**Set exercise:** Count the lines in the entries below that contain the string "white", treating uppercase and lowercase as different, and give only that number.

>> Begin

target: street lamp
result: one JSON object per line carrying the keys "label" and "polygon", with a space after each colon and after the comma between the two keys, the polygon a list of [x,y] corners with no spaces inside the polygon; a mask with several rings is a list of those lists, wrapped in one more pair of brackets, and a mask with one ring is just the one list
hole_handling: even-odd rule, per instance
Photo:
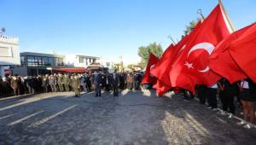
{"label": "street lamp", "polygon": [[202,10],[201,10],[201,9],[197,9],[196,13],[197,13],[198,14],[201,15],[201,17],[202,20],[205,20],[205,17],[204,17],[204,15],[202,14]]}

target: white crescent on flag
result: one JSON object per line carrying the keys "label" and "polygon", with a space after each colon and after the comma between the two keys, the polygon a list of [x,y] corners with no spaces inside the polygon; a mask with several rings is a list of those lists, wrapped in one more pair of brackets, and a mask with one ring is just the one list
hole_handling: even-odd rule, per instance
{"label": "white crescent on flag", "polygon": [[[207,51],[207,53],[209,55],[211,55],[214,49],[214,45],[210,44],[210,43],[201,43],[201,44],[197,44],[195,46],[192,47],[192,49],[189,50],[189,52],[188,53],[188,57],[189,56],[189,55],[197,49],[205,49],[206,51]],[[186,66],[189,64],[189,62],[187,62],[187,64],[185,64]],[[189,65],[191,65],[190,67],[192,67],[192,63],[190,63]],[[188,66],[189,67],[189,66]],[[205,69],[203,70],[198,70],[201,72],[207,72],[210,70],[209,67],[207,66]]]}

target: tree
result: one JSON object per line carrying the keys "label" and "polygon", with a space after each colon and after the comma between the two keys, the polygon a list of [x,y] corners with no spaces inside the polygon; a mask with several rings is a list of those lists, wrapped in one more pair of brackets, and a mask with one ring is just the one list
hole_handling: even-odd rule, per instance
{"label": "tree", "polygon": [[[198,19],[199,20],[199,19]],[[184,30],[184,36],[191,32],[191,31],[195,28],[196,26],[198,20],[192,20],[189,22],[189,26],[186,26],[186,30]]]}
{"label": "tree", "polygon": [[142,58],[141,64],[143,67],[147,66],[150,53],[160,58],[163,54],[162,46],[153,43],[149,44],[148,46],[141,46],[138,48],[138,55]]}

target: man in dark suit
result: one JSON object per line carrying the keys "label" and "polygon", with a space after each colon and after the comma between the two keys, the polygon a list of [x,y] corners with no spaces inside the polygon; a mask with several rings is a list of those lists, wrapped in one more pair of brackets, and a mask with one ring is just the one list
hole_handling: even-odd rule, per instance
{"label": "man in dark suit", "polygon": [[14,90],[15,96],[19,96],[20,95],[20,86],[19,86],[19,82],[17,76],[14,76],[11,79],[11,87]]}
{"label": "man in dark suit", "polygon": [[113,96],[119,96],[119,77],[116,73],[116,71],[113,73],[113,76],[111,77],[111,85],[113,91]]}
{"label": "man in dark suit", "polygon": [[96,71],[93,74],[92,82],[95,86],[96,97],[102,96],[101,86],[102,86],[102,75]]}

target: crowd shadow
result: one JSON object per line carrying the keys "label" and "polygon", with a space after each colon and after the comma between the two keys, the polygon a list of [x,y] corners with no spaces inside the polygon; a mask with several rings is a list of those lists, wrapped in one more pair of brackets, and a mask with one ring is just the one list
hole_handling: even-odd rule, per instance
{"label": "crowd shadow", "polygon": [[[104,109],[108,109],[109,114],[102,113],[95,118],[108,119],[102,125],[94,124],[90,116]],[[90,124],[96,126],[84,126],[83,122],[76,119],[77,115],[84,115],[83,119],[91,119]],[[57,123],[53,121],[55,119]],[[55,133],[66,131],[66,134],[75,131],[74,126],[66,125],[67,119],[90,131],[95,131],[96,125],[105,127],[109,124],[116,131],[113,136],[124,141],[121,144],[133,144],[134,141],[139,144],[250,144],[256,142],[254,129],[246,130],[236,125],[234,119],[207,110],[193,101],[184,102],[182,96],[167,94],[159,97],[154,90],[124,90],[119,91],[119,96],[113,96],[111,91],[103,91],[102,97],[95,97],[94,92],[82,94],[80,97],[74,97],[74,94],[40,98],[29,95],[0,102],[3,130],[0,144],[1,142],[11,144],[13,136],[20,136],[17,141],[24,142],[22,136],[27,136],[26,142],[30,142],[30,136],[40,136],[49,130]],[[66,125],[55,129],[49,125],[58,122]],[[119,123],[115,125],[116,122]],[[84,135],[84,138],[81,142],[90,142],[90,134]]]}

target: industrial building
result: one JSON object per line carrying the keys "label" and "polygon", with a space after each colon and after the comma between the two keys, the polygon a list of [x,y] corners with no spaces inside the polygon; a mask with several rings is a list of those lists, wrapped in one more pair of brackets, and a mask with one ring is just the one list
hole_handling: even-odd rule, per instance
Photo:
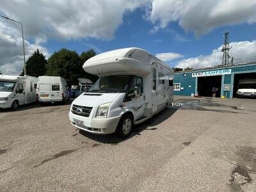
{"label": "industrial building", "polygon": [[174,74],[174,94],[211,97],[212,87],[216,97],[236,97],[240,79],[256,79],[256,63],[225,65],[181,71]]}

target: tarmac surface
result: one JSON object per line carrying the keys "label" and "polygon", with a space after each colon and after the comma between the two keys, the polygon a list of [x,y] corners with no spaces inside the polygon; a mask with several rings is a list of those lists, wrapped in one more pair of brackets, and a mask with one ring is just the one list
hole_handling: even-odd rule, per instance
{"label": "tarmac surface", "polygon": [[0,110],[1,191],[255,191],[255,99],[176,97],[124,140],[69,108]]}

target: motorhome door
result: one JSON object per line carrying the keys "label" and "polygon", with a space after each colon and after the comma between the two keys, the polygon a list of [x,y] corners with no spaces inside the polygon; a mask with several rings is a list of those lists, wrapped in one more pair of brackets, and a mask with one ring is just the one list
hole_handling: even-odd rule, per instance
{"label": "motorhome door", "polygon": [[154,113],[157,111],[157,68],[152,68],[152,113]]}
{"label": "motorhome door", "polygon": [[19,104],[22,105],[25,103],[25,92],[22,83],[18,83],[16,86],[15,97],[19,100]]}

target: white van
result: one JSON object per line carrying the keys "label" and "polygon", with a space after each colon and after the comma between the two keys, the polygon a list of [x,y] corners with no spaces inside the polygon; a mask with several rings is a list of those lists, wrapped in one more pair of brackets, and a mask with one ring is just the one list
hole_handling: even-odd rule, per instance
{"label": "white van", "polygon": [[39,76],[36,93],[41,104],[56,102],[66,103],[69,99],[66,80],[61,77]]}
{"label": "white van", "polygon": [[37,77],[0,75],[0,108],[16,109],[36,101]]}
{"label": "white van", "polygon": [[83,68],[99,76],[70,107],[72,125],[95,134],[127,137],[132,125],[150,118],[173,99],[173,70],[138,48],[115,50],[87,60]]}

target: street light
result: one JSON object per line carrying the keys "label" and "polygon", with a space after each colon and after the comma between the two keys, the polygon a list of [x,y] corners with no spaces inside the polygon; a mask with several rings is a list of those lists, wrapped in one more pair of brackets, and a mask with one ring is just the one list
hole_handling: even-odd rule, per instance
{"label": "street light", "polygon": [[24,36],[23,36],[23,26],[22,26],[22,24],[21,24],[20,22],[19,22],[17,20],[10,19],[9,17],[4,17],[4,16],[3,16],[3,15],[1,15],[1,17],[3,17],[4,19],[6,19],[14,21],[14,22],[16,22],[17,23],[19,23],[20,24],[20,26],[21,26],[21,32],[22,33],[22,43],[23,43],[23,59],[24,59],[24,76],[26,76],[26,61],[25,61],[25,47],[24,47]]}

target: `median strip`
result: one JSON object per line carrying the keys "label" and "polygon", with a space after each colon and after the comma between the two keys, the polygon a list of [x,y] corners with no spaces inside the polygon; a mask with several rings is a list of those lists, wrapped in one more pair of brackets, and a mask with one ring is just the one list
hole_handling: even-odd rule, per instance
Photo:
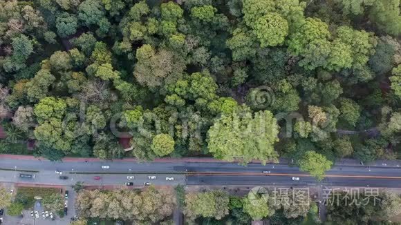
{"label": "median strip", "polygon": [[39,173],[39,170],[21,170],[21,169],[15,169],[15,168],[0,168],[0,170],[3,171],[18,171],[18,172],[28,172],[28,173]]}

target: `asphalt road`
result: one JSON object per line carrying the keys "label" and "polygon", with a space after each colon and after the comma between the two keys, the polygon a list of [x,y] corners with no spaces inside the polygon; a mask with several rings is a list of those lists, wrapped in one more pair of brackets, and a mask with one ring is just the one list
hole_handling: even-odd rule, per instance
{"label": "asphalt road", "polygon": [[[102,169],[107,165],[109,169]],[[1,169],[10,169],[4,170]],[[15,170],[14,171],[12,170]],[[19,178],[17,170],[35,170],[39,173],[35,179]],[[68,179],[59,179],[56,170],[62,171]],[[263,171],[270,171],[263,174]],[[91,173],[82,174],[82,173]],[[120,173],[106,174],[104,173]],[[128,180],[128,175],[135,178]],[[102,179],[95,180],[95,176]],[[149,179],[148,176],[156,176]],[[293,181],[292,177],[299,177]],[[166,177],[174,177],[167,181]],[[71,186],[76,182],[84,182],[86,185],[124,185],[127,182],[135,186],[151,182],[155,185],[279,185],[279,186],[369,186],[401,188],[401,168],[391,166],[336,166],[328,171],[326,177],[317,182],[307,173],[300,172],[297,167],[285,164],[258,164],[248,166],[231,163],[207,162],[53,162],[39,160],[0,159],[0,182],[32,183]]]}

>> End
>> Begin

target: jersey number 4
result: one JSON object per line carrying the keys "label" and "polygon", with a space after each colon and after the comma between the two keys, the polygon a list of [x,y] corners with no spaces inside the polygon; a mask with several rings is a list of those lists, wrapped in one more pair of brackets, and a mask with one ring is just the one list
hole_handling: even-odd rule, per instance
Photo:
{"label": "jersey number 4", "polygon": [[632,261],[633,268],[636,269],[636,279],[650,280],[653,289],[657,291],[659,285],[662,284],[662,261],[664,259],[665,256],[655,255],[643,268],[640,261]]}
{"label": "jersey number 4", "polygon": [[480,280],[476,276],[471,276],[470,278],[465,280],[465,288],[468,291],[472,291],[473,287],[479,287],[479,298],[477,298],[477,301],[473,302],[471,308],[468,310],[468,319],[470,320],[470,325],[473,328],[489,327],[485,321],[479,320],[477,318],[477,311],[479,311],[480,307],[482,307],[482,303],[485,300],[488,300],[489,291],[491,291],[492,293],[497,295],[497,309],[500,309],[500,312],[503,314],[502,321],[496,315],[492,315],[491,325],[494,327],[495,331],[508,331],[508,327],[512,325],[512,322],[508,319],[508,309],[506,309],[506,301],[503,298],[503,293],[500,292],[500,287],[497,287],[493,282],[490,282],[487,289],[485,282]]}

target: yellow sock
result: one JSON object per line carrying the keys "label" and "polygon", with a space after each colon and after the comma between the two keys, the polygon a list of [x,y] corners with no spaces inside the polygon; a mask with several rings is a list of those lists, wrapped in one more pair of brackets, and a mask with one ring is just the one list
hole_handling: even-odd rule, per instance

>> End

**Answer for the task:** 6